§ **Work instruction**:
Restate word for word the line containing "Target: floor plank" and each line that follows it, through the last line below, and nothing else.

>>>

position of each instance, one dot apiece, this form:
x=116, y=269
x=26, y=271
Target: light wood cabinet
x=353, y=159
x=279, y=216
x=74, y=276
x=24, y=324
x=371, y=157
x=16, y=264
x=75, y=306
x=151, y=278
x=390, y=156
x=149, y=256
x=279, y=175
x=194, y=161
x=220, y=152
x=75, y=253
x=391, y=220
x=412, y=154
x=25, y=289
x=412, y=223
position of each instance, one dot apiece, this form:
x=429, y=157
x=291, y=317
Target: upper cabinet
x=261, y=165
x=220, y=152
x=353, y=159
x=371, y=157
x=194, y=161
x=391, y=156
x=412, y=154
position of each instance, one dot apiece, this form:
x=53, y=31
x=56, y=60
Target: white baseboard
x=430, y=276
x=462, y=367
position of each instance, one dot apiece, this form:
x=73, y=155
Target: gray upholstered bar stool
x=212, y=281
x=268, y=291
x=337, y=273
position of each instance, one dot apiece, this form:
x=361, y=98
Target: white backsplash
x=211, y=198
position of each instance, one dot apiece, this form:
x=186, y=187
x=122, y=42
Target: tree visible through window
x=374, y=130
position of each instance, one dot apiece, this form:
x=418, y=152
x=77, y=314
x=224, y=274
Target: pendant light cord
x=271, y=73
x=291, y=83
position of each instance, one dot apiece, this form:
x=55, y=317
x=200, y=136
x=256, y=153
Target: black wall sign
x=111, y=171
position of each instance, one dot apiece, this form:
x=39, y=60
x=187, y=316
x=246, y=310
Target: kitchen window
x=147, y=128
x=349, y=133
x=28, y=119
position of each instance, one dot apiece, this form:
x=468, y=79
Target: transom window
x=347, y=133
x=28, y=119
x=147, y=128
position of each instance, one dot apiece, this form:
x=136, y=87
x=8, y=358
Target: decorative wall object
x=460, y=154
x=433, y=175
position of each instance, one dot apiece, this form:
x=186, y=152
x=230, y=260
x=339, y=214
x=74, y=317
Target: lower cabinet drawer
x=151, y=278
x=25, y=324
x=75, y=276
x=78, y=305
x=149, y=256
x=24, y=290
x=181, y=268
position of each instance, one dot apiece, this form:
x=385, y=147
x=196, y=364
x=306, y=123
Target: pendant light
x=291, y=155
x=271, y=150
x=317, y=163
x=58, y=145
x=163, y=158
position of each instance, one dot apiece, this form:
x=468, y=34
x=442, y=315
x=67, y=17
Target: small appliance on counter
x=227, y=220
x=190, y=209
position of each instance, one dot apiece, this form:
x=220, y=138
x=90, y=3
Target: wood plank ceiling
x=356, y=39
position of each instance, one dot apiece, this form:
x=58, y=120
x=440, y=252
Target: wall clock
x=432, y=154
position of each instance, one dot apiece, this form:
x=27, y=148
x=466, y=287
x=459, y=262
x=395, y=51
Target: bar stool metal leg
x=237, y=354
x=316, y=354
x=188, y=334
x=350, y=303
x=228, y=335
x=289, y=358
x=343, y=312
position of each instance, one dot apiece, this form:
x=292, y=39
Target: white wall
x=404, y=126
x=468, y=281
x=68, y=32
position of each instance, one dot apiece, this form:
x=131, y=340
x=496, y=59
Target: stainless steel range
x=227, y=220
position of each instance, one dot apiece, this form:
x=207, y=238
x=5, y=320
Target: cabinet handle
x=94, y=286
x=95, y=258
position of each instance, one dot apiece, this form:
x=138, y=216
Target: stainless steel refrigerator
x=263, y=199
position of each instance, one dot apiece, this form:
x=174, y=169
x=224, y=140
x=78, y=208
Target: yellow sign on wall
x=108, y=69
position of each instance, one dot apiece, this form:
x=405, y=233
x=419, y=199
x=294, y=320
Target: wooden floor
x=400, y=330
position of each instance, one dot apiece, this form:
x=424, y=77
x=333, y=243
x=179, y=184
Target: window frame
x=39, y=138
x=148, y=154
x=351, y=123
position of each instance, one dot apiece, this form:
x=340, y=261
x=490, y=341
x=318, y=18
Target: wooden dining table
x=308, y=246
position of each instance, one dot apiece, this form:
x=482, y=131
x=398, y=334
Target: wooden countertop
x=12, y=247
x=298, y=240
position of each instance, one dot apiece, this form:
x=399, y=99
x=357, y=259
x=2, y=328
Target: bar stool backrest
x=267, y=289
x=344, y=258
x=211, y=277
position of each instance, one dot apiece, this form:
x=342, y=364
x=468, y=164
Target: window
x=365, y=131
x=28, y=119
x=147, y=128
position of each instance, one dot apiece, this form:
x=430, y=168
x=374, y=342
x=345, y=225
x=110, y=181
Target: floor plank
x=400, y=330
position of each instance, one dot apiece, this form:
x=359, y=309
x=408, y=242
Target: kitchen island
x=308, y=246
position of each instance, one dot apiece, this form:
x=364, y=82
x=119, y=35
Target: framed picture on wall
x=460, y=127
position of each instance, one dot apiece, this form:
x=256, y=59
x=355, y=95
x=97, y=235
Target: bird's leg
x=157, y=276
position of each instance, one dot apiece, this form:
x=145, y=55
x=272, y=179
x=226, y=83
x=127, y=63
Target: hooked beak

<<<

§ **Task output**:
Target: floor plank
x=400, y=330
position of each instance, one dot apiece, this form:
x=359, y=309
x=408, y=242
Target: kitchen island
x=308, y=246
position of each instance, one dot apiece, this form:
x=364, y=82
x=119, y=35
Target: framed picture on wall
x=460, y=127
position of each instance, one dot apiece, this form:
x=256, y=59
x=355, y=95
x=97, y=235
Target: bird's leg
x=157, y=276
position of each instance, one dot apiece, this form:
x=145, y=55
x=272, y=179
x=226, y=83
x=127, y=63
Target: hooked beak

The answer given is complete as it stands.